[Start of Attachment]

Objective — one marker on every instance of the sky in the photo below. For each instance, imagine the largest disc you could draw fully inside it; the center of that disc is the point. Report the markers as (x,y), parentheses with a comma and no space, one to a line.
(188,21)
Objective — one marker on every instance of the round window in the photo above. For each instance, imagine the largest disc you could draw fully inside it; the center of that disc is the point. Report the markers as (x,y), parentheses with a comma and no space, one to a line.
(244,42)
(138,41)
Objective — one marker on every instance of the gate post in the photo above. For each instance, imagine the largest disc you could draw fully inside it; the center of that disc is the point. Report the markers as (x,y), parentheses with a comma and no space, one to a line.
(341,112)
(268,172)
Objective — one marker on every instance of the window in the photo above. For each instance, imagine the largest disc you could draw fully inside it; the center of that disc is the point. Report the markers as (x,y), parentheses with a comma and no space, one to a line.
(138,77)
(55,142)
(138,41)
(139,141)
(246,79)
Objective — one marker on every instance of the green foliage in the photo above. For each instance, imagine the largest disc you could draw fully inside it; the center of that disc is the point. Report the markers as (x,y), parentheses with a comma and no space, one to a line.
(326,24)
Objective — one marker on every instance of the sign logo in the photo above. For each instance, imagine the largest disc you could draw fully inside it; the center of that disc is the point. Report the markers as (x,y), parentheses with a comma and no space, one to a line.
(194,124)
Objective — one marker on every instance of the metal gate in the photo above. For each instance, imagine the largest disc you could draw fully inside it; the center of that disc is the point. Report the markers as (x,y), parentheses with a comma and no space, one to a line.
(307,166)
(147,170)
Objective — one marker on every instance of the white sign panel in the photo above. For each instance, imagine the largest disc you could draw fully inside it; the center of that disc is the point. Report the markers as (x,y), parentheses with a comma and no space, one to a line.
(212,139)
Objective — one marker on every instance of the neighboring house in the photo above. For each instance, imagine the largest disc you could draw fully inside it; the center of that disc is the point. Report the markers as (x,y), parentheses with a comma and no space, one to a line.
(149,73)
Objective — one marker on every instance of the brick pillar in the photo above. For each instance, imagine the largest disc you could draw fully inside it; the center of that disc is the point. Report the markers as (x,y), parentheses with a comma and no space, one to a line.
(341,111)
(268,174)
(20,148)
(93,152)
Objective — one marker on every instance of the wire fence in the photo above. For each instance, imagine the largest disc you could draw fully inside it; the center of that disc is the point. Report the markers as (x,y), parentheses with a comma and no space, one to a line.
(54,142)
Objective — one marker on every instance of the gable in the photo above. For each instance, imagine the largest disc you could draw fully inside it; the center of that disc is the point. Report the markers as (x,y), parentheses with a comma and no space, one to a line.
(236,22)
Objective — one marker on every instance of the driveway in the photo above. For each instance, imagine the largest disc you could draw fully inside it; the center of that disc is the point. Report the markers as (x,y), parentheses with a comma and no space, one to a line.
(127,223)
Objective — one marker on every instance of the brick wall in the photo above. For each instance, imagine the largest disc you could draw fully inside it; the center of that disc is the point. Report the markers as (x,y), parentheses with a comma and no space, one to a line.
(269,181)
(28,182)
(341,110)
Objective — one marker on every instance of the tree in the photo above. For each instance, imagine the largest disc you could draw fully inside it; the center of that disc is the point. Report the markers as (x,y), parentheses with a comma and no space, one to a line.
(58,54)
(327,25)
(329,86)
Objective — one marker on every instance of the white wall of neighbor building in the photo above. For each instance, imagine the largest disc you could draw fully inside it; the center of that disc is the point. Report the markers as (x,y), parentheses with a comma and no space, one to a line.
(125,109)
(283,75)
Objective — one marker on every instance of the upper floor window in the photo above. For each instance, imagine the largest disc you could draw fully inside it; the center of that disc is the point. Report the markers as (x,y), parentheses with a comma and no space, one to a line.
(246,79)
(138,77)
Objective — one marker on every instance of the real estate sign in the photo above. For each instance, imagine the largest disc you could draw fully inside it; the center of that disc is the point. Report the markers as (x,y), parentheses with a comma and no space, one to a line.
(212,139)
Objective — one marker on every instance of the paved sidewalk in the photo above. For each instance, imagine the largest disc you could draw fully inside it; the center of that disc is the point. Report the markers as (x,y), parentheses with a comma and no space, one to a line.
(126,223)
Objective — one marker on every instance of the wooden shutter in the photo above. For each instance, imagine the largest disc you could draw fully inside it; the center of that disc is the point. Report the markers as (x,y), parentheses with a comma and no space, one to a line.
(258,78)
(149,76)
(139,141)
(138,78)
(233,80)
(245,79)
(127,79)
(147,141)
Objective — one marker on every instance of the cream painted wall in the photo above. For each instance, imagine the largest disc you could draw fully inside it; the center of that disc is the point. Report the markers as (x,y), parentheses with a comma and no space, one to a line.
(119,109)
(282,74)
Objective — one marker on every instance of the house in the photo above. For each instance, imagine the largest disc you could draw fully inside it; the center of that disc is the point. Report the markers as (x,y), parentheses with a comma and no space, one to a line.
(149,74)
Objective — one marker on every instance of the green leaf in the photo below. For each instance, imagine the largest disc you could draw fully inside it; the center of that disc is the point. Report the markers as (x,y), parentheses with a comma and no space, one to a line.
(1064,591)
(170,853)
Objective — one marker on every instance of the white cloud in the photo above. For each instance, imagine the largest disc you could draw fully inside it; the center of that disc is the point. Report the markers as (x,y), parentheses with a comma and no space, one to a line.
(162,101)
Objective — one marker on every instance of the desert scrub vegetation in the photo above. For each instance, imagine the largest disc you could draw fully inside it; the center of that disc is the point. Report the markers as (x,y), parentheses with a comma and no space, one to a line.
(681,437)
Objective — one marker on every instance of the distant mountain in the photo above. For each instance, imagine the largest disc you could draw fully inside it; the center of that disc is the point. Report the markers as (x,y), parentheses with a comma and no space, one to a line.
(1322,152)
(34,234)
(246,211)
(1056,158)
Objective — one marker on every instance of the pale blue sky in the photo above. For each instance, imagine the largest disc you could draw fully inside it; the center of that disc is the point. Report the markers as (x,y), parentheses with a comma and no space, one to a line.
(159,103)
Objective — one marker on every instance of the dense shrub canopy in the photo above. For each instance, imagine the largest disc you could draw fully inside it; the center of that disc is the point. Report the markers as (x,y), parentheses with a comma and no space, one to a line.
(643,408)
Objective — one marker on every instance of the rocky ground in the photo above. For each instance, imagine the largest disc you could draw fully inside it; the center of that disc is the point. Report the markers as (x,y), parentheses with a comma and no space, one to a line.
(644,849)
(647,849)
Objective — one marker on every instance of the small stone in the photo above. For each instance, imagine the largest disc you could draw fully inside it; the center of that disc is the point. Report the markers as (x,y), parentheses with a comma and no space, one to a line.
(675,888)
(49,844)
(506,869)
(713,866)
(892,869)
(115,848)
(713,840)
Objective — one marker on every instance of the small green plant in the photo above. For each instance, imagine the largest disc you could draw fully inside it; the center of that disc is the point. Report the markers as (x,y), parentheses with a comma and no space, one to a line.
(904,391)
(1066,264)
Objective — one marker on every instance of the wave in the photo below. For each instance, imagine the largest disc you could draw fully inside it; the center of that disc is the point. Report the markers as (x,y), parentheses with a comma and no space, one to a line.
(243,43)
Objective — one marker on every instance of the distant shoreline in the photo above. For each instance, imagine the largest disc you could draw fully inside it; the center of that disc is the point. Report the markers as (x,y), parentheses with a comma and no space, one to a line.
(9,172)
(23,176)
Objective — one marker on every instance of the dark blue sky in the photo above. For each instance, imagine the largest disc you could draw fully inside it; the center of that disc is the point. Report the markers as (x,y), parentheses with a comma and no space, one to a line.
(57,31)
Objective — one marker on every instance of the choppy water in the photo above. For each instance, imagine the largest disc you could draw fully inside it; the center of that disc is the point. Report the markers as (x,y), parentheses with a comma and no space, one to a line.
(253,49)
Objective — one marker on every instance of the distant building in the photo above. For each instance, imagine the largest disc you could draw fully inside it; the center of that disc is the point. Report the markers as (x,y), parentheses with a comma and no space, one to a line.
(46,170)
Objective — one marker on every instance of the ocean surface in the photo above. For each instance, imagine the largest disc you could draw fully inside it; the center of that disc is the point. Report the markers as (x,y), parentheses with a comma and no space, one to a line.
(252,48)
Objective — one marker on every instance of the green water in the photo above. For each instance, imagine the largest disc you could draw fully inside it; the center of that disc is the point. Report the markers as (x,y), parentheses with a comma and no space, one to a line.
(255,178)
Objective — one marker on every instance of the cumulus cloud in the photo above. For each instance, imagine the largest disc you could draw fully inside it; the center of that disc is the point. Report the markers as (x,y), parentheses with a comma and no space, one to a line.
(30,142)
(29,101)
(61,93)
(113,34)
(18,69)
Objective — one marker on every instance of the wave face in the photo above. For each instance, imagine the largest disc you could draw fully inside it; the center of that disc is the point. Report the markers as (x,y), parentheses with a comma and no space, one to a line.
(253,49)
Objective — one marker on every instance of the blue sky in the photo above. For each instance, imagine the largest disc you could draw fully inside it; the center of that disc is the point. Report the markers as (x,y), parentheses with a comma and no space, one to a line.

[End of Attachment]

### REQUIREMENT
Find "Objective — one marker on every instance of the wave face" in the material above; set down exactly the line holding it and every line after it, through the last, and no others.

### TASK RESPONSE
Objective — one marker on every instance of the wave face in the photo above. For each instance, imagine the largest disc you could draw fully inside it; the center of that disc is the point. Report the markers as (x,y), parentheses with a comma and no space, one to a line.
(253,49)
Objective — one marker on every instance of the blue sky in the photo above. For each instance, imagine the largest disc you could draw fully inside it; the center of that disc is the point. Report the markers as (x,y), parentheses with a comma and no space, one to a line.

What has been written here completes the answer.